CHALLENGE
Render the rows below as a Markdown table with the columns "No." and "Line text", from the first line of the rows through the line that contains "[[706, 382]]", one numbered line per table row, with blank lines and pictures omitted.

"""

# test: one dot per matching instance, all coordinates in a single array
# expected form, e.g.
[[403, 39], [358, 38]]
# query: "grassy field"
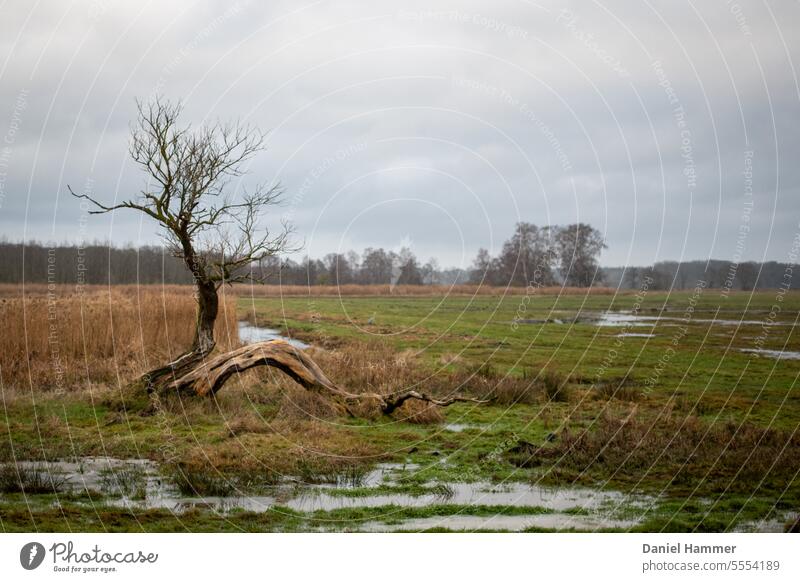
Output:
[[658, 403]]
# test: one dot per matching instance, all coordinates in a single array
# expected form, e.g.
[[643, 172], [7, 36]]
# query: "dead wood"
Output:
[[210, 376]]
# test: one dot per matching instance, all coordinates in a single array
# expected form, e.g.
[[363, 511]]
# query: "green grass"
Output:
[[706, 382]]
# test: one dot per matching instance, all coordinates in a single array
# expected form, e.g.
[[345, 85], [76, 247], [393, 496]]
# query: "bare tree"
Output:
[[187, 194], [219, 239]]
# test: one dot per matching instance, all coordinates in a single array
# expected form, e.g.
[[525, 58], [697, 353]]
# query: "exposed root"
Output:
[[210, 376]]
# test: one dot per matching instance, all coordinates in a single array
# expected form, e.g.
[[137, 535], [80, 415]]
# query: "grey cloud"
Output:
[[531, 99]]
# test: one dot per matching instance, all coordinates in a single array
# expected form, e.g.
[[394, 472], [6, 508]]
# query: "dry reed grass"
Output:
[[65, 339]]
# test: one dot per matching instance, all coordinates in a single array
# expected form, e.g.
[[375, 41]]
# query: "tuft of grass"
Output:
[[623, 389], [32, 479], [554, 386], [417, 412]]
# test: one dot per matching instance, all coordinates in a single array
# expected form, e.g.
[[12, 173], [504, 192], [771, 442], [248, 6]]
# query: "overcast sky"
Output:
[[673, 127]]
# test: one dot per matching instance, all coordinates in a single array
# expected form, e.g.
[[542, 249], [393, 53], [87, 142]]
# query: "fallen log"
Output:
[[210, 376]]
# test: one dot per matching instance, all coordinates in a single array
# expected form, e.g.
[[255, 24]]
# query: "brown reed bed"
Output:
[[63, 339]]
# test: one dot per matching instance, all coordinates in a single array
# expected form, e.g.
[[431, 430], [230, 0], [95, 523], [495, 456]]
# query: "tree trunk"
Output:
[[202, 344], [210, 376], [207, 309]]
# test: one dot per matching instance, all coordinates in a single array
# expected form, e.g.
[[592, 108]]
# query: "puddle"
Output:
[[138, 484], [775, 525], [554, 521], [249, 334], [774, 354], [628, 319], [619, 319]]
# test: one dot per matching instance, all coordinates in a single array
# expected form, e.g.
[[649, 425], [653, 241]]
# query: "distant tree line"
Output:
[[542, 257], [724, 275], [532, 256]]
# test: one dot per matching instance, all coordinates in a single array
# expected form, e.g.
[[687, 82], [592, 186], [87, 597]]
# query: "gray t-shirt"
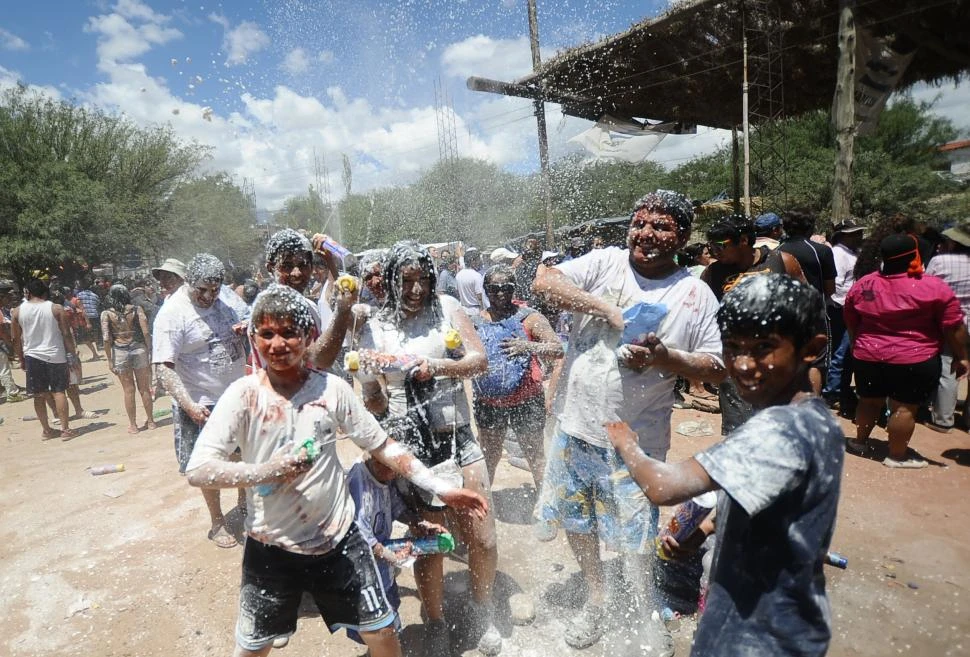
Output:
[[780, 472]]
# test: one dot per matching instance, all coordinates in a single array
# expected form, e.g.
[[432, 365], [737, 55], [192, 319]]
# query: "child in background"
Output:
[[780, 473], [301, 533], [379, 504]]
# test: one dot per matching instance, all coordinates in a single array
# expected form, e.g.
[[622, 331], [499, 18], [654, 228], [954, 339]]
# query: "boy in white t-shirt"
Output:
[[587, 488], [301, 530]]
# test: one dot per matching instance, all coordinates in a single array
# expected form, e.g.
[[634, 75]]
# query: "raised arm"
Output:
[[396, 457], [557, 291], [664, 484], [472, 363]]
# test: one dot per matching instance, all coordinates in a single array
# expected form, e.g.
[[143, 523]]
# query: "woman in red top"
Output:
[[897, 320], [520, 405]]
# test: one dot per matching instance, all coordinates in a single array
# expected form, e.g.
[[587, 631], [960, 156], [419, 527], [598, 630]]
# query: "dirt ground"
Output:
[[119, 565]]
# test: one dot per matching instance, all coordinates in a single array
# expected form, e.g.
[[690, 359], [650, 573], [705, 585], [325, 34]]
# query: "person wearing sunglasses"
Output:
[[731, 239], [585, 489], [510, 395]]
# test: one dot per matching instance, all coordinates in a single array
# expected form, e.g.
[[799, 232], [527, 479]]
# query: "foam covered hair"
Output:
[[118, 297], [500, 270], [763, 304], [204, 268], [407, 253], [665, 201], [282, 302], [285, 241]]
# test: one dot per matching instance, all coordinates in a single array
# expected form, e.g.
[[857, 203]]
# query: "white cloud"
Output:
[[501, 59], [132, 29], [10, 41], [296, 62], [241, 41]]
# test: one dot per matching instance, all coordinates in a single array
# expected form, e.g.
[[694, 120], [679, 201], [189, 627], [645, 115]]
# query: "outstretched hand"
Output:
[[652, 352], [466, 500]]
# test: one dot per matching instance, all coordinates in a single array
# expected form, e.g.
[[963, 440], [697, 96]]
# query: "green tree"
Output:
[[213, 215], [76, 183]]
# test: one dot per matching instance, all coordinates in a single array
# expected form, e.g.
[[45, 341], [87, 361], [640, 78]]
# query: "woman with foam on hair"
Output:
[[897, 319], [424, 407]]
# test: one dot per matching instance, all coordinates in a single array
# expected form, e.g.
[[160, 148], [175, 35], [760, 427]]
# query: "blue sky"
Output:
[[267, 84]]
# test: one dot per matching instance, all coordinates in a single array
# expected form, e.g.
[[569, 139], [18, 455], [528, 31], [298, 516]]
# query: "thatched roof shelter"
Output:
[[686, 65]]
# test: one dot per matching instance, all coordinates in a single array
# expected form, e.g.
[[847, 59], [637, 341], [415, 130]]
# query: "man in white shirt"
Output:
[[470, 282], [952, 264], [198, 351], [846, 238], [43, 341], [587, 490]]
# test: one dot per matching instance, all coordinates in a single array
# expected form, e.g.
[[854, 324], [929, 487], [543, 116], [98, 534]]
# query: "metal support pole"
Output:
[[540, 111]]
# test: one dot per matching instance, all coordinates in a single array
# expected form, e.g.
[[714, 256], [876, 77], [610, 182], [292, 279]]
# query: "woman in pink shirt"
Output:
[[897, 320]]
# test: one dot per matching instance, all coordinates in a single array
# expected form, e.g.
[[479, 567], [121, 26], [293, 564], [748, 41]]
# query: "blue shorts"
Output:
[[588, 489]]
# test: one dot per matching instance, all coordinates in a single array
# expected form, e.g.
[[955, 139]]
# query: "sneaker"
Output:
[[939, 428], [490, 643], [281, 642], [854, 446], [437, 639], [586, 628], [912, 463]]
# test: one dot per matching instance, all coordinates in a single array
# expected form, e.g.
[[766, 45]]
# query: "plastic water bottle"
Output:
[[107, 469], [687, 517], [439, 544]]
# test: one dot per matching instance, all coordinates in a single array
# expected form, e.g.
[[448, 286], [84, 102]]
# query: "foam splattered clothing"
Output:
[[313, 512], [780, 473]]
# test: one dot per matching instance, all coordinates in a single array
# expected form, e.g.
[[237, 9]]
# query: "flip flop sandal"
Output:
[[222, 538]]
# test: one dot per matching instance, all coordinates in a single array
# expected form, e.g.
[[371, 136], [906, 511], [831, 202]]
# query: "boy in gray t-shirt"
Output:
[[779, 472]]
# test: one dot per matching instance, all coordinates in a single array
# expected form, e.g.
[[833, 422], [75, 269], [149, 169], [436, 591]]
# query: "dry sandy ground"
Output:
[[119, 565]]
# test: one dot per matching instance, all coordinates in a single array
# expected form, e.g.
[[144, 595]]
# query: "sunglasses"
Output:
[[720, 245], [504, 287]]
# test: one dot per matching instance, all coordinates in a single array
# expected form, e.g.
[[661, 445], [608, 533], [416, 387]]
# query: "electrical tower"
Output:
[[769, 146], [249, 191]]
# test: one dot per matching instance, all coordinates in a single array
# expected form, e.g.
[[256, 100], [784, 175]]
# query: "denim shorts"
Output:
[[588, 489]]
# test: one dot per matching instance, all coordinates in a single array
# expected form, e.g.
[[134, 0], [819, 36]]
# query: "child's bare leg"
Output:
[[143, 383], [382, 643], [866, 415], [40, 409], [127, 380], [902, 422]]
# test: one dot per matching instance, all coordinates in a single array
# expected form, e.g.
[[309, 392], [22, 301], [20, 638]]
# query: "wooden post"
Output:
[[746, 125], [541, 121], [843, 114], [735, 170]]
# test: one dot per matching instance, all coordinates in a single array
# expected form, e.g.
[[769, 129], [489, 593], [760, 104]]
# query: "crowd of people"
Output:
[[578, 357]]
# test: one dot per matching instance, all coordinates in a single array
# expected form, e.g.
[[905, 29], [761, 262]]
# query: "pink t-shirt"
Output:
[[899, 319]]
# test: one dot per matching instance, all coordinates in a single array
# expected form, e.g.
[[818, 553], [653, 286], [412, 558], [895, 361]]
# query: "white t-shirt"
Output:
[[417, 337], [593, 388], [471, 293], [844, 275], [207, 354], [312, 513]]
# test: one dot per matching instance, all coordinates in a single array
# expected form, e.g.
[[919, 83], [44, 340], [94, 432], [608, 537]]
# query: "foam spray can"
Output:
[[687, 517], [443, 542]]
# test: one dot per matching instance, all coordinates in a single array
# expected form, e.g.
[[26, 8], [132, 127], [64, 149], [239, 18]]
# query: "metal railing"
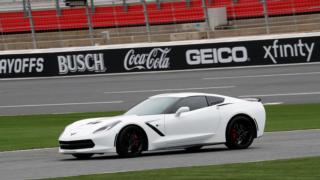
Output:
[[49, 23]]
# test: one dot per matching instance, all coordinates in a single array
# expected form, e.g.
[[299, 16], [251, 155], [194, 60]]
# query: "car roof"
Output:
[[184, 94]]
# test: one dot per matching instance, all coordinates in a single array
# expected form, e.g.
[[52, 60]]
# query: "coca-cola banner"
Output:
[[204, 54]]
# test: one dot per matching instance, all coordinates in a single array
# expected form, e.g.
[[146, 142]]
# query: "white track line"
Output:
[[285, 94], [162, 90], [261, 75], [273, 103], [53, 148], [60, 104]]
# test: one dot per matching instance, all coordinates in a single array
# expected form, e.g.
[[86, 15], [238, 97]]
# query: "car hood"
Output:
[[92, 124]]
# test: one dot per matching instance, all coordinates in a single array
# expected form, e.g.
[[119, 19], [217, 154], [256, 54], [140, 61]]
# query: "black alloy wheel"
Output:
[[131, 141], [240, 133]]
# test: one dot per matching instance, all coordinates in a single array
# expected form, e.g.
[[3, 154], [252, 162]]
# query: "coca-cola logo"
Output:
[[154, 60]]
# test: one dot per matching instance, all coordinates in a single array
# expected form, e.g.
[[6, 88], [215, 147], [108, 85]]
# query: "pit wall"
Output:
[[146, 57]]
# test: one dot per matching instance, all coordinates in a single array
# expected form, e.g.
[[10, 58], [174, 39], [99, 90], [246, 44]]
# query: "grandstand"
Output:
[[113, 22]]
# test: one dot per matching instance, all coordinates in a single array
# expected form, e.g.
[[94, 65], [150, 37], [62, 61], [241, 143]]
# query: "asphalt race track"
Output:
[[281, 84], [284, 84], [48, 163]]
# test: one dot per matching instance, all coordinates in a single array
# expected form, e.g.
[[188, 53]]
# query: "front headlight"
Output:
[[106, 127]]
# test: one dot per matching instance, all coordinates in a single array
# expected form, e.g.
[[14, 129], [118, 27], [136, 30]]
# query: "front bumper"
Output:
[[96, 144]]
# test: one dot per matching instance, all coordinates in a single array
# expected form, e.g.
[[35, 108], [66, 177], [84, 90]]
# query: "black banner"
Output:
[[162, 58]]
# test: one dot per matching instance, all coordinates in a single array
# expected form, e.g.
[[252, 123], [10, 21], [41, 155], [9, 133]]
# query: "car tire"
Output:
[[131, 141], [240, 132], [82, 156], [193, 148]]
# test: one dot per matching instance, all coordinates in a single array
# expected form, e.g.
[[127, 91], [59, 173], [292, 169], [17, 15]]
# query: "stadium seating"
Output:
[[170, 12]]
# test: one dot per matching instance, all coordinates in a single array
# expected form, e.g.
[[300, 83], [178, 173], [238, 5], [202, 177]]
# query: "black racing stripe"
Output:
[[224, 104], [155, 129]]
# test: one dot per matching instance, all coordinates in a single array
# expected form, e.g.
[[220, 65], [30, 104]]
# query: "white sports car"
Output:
[[178, 120]]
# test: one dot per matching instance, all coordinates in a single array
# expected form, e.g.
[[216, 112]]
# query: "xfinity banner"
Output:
[[162, 58]]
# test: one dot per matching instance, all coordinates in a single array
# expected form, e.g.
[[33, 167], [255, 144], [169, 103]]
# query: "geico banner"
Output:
[[162, 58]]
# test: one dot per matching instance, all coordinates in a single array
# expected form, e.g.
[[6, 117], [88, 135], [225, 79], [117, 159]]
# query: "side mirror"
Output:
[[182, 110]]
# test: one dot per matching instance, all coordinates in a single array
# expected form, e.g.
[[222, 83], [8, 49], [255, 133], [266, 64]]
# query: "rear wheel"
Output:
[[82, 156], [131, 141], [240, 133]]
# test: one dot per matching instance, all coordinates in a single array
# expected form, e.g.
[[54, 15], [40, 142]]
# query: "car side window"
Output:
[[213, 100], [194, 102]]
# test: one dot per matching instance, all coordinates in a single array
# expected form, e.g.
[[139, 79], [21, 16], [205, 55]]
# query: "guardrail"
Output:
[[144, 57]]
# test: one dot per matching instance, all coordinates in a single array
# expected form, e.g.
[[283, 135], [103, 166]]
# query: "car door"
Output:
[[194, 127]]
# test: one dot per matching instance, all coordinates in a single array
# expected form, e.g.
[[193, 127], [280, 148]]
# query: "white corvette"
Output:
[[178, 120]]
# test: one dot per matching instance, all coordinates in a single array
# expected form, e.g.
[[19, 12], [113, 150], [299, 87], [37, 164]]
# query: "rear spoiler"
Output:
[[252, 99]]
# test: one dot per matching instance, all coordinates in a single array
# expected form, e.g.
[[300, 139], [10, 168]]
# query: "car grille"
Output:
[[82, 144]]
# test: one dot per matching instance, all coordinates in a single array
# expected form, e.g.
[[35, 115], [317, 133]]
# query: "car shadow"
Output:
[[154, 153]]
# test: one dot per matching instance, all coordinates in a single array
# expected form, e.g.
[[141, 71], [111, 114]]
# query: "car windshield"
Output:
[[152, 106]]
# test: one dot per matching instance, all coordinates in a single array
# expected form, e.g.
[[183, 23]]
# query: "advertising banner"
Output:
[[162, 58]]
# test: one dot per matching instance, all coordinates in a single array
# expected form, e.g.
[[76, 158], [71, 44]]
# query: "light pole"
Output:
[[33, 33]]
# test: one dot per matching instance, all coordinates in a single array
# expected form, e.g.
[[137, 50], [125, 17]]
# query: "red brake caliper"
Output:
[[135, 139], [234, 134]]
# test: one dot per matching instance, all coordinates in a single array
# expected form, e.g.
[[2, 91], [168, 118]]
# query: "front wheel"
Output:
[[131, 141], [240, 133]]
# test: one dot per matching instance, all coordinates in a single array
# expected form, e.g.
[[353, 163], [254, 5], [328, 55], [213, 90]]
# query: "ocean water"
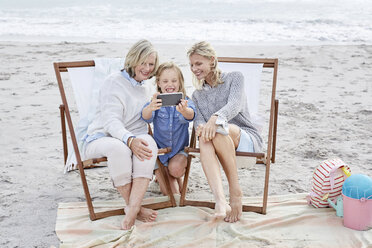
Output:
[[229, 21]]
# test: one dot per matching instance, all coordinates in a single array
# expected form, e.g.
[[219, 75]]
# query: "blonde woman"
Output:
[[223, 126], [118, 133]]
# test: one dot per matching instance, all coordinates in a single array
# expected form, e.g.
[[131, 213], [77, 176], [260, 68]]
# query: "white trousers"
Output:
[[123, 165]]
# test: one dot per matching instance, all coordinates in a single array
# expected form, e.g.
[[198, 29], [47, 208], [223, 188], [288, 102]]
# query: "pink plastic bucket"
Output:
[[357, 213]]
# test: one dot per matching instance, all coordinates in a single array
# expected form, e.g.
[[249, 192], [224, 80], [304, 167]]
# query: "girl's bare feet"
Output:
[[147, 215], [236, 209], [130, 217]]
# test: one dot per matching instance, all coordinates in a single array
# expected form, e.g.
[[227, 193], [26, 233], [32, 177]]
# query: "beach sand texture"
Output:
[[325, 111]]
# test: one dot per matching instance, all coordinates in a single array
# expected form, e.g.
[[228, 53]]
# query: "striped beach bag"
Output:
[[327, 182]]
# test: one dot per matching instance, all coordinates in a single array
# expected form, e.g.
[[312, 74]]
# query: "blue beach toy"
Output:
[[357, 199], [357, 186]]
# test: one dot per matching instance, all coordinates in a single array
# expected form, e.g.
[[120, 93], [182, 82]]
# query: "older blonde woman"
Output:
[[118, 133], [223, 126]]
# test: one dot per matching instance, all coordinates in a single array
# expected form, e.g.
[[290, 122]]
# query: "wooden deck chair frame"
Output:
[[65, 116], [261, 158]]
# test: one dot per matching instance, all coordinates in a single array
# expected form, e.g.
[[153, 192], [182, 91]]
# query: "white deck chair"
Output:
[[86, 78], [252, 70]]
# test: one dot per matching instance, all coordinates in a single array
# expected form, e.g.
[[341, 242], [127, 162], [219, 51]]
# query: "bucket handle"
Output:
[[363, 199]]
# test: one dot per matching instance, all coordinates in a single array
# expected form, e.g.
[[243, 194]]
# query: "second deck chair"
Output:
[[251, 69], [83, 78]]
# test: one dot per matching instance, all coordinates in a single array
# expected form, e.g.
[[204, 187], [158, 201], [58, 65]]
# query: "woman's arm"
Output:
[[235, 97]]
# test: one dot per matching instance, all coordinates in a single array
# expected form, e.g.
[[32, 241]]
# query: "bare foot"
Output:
[[147, 215], [221, 210], [236, 209], [130, 217]]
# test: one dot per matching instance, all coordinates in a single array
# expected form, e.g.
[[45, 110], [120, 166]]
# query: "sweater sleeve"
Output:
[[235, 97], [112, 110], [198, 117]]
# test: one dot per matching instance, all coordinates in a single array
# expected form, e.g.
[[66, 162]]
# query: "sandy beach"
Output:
[[325, 111]]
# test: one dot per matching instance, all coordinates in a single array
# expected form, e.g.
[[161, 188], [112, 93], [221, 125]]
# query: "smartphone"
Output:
[[170, 99]]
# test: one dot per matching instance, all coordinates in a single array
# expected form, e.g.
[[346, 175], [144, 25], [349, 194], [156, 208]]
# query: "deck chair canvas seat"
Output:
[[85, 79], [252, 70]]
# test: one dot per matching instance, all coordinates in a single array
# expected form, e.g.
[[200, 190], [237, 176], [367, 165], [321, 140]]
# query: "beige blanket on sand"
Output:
[[289, 222]]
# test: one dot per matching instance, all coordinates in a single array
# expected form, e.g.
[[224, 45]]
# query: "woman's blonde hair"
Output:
[[205, 49], [138, 54], [168, 66]]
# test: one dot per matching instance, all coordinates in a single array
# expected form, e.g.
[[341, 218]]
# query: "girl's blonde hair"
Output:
[[168, 66], [205, 49], [138, 54]]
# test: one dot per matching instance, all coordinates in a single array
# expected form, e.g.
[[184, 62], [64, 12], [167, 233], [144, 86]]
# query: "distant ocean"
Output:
[[229, 21]]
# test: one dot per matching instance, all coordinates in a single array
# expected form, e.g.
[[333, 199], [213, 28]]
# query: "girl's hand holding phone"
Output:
[[155, 103]]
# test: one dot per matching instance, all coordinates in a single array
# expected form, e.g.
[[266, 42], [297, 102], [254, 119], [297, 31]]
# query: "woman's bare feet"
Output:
[[236, 209], [221, 210], [130, 217], [133, 213], [147, 215]]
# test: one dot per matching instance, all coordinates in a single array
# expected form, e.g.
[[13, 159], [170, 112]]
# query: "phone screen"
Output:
[[170, 99]]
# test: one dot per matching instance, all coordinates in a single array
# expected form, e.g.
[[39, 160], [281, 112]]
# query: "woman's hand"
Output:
[[140, 149], [207, 131], [155, 104]]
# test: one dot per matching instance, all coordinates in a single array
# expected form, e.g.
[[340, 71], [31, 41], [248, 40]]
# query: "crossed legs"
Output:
[[131, 176], [224, 147], [174, 171]]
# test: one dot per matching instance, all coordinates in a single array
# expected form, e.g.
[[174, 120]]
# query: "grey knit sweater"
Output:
[[228, 101]]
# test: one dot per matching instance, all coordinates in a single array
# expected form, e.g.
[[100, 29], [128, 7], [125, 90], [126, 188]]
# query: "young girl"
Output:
[[171, 125], [221, 105]]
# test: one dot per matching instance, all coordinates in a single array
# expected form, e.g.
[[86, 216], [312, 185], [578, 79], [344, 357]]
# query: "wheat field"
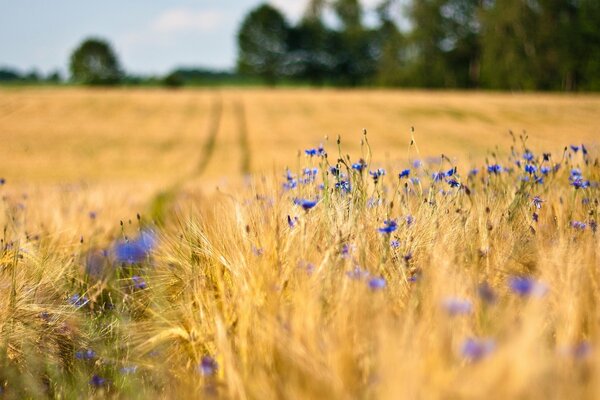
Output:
[[202, 244]]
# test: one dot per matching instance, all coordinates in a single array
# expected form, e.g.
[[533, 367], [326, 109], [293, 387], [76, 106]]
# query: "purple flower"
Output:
[[305, 204], [208, 366], [457, 306], [377, 283], [537, 202], [494, 169], [359, 166], [524, 286], [530, 169], [474, 349], [528, 156], [389, 226], [292, 222], [137, 250], [128, 370], [578, 225]]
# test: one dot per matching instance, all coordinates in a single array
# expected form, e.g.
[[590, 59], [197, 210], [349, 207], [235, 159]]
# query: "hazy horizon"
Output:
[[149, 38]]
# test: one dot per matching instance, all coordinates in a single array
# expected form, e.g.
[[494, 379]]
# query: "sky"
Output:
[[149, 36]]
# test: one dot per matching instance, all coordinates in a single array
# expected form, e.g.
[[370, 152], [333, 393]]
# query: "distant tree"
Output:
[[353, 45], [9, 75], [390, 48], [173, 80], [263, 44], [95, 63], [310, 44], [54, 77], [445, 42]]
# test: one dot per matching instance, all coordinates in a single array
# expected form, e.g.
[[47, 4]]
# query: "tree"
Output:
[[263, 44], [95, 63]]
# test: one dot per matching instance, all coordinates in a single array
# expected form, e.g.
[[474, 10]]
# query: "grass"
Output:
[[239, 292]]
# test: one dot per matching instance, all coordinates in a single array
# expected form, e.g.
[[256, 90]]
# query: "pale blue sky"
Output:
[[149, 36]]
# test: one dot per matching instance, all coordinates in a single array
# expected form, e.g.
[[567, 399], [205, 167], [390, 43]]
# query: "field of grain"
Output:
[[201, 244]]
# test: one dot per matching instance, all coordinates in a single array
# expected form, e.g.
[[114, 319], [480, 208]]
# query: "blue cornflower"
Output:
[[305, 204], [208, 366], [579, 183], [346, 250], [389, 226], [494, 169], [377, 174], [457, 306], [136, 250], [377, 283], [359, 166], [438, 176], [474, 349], [97, 380], [128, 370], [138, 282], [292, 222], [453, 183], [530, 169], [524, 286], [578, 225], [528, 156], [310, 171], [344, 186], [537, 202]]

"""

THE ANSWER
| No. | Line text |
|---|---|
| 1 | # test: one dot per matching instance, all coordinates in a single array |
| 2 | # expected form, e.g. |
| 3 | [[403, 39], [358, 38]] |
| 4 | # query: "grassy field" |
| 5 | Output: |
| 6 | [[658, 403]] |
| 7 | # test: one dot per matching instance, all coordinates in a single array |
| 8 | # expected form, e.g. |
| 9 | [[643, 172], [7, 36]] |
| 10 | # query: "dead wood" |
| 11 | Output: |
| 12 | [[210, 376]] |
| 13 | # test: one dot per matching instance, all coordinates in a single array |
| 14 | # expected form, e.g. |
| 15 | [[363, 511]] |
| 16 | # query: "green grass" |
| 17 | Output: |
| 18 | [[706, 382]] |